# Study questions
- a) Answer these questions using the article on Super Tuesday and health care stocks below.
(i) In some prediction markets, what were the odds given to Sen. Bernie Sanders?
(ii) By how much was the Health Care Select Sector SPDR higher in mid-day trading Wednesday?
(iii) Which sector ranks ahead of health care by weight in the S&P 500?
- b) From the article on Super Tuesday and health care stocks below, reproduce word for word the part that opens with the words containing "In mid-day trading" and closes with "valuation scenario, too.".

# Text passage
* * * *
Some votes are still being counted, but one thing is clear: Super Tuesday provided banner results for former U.S. Vice President Joe Biden's hopes of securing the Democratic presidential nomination.
In some prediction markets, Biden's odds have vaulted as high as 85% compared to a meager 10% for rival Sen. Bernie Sanders. Biden bullishness is being reflected in a predictable venue: the health care sector.
In mid-day trading Wednesday, the Health Care Select Sector SPDR (NYSE: XLV), the largest health care exchange traded fund by assets, is higher by 4.4% on volume that has already topped the daily average by a significant margin.
XLV follows the Health Care Select Sector Index, which “seeks to provide precise exposure to companies in the pharmaceuticals; health care equipment and supplies; health care providers and services; biotechnology; life sciences tools and services; and health care technology industries,” according to State Street.
Why It's Important
Health care, the second-largest sector weight in the S&P 500 behind technology, has a long history of being politically sensitive, underscoring the importance to investors of the Super Tuesday results. XLV offers a compelling valuation scenario, too.
* * * *
# Record set
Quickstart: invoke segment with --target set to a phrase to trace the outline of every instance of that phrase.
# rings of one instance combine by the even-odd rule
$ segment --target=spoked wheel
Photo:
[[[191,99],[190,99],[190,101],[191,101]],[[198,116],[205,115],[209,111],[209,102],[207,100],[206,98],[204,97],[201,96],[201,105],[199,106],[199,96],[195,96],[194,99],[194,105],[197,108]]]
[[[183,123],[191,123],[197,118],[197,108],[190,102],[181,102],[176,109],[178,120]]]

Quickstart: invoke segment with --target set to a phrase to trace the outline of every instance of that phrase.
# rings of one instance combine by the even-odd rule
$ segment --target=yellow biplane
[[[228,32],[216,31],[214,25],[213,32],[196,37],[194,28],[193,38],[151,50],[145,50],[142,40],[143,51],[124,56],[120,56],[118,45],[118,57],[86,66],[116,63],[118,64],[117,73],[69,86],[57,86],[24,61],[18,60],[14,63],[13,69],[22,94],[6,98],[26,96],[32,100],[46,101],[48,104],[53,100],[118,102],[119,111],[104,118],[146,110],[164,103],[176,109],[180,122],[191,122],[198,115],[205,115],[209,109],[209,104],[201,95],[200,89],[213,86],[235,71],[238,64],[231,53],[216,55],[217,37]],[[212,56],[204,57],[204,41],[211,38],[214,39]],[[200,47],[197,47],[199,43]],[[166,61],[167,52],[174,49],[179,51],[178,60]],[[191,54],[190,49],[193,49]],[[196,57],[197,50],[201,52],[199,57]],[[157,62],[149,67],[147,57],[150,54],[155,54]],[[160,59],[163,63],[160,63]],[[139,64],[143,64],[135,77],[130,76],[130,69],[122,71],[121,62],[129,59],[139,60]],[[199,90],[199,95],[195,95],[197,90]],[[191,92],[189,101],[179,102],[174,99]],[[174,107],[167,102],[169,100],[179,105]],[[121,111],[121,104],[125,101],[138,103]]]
* * * *
# Your written answers
- a)
(i) 10%
(ii) 4.4%
(iii) Technology

- b)
In mid-day trading Wednesday, the Health Care Select Sector SPDR (NYSE: XLV), the largest health care exchange traded fund by assets, is higher by 4.4% on volume that has already topped the daily average by a significant margin.
XLV follows the Health Care Select Sector Index, which “seeks to provide precise exposure to companies in the pharmaceuticals; health care equipment and supplies; health care providers and services; biotechnology; life sciences tools and services; and health care technology industries,” according to State Street.
Why It's Important
Health care, the second-largest sector weight in the S&P 500 behind technology, has a long history of being politically sensitive, underscoring the importance to investors of the Super Tuesday results. XLV offers a compelling valuation scenario, too.